▸ DATASET ENTRIES
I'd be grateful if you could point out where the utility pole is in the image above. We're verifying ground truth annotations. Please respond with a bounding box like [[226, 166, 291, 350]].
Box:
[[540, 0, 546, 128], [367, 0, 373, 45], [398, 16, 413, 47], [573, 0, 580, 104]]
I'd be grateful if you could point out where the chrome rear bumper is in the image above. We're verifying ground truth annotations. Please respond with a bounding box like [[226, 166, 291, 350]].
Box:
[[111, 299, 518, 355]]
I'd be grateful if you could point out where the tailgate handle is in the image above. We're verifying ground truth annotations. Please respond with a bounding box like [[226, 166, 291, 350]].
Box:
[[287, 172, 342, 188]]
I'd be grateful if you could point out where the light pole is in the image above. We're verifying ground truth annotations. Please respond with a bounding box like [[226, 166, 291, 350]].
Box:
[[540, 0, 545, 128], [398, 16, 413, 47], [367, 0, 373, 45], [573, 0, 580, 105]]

==

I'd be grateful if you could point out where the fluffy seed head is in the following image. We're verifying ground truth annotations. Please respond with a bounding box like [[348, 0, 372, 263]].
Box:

---

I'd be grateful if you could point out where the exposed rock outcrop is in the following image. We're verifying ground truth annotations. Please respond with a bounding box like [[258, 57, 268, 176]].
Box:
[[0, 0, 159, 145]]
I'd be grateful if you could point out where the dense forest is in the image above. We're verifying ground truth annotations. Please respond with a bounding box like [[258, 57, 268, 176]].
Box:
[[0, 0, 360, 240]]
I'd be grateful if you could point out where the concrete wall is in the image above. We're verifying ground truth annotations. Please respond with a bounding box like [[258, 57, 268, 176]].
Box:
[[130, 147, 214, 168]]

▸ WORK TO BE COMPLETED
Copy the lines of the material above between the line holding "I'd be grateful if you could point out where the exposed" and the line holding "[[130, 147, 214, 168]]", inclusive, and reproduce them character for character.

▸ FULL RESPONSE
I'd be grateful if you could point out where the exposed rock outcrop is in the following image. We're verifying ground truth annotations. Please respond with a bounding box like [[258, 57, 268, 176]].
Box:
[[0, 0, 159, 145]]
I'd be grateful if you could point out where the dense forest is in the image above. We're verifying ground truth annotations. Please respond with a bounding box like [[258, 57, 268, 176]].
Box:
[[0, 0, 360, 240]]
I'd be grateful if you could point out where the concrete wall is in the image above. We're verifying ground truth annotations. Please respond with a bounding box like [[258, 57, 268, 176]].
Box:
[[130, 147, 214, 168]]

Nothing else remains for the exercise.